* Start Raw records *

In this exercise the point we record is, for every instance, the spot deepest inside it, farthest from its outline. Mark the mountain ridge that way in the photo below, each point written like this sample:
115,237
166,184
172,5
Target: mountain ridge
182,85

* End Raw records *

Set down every line of the material above, unchanged and in the same order.

In this exercise the point we record is, for every instance, the spot deepest inside it, farthest from its outline. Mark the mountain ridge that way in the photo below, each point written like this sample:
115,237
166,184
172,5
Target: mountain ridge
182,85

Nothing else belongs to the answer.